#### [Page extract]

After a five-year review, U.S. EPA has proposed leaving unchanged its two primary air quality standards for nitrogen oxides.
EPA Administrator Scott Pruitt, acting under a court-ordered deadline, signed a rulemaking notice Friday, and then it was quietly posted on an agency website.
"This proposed decision has been informed by a careful consideration of the full body of scientific evidence and information available in this review," the draft rule says, citing the recommendations of EPA's Clean Air Scientific Advisory Committee and an agency assessment of recent research into the health effects of nitrogen oxides.
The proposal will have a 60-day comment period upon publication in the Federal Register, accompanied by a public hearing if requested. Under a settlement clinched earlier this year in response to a lawsuit by two environmental groups, EPA must have the final rule in place by next April (Greenwire, May 1).

#### [Data to examine]
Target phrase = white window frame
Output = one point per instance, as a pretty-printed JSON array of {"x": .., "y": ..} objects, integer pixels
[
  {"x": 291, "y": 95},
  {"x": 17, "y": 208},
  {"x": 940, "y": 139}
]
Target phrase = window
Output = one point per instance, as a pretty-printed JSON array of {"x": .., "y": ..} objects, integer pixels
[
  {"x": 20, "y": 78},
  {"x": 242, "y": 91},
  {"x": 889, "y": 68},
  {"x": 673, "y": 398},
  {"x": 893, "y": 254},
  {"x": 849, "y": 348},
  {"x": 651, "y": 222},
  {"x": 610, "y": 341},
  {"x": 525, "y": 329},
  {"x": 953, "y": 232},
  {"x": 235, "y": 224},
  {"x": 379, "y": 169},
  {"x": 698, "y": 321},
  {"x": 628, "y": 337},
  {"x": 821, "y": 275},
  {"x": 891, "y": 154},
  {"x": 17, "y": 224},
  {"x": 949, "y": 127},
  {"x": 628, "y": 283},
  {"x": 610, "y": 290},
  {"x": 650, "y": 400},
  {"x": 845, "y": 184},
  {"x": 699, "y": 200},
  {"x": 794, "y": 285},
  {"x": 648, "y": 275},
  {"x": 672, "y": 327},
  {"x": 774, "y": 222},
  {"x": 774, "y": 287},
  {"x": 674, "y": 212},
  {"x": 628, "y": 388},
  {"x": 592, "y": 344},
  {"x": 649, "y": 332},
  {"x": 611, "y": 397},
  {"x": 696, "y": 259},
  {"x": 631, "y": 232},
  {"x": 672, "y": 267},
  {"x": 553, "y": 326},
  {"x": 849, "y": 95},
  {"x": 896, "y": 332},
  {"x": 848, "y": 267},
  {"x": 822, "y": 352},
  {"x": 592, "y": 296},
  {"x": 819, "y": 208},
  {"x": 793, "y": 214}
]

#### [Exercise A]
In the article on EPA's nitrogen oxides standards, how long will the comment period on the proposal last?
#### [Exercise B]
Carry the article on EPA's nitrogen oxides standards forward from its last sentence.

#### [Answer A]
60 days from publication in the Federal Register.

#### [Answer B]
NOx — with nitrogen dioxide serving as a regulatory stand-in for the broader class of gases — is a key ingredient in smog. Major sources are cars, trucks and coal-fired power plants. Exposure to low levels can irritate the eyes, nose and throat, while inhalation over a day or two can lead to fluid buildup in the lungs, according to the Agency for Toxic Substances and Disease Registry.
Under the Clean Air Act, primary air quality standards are intended to protect public health. For nitrogen oxides, EPA's annual standard of 53 parts per billion dates back to 1971, supplemented by a one-hour 100 ppb limit added in 2010.
The decision to leave the current thresholds in place represents a victory for carmakers and other industry groups. Dissenting was the American Lung Association, which had argued in a filing in November that the one-hour standard should be tightened to allow for a "margin of safety" for asthma sufferers.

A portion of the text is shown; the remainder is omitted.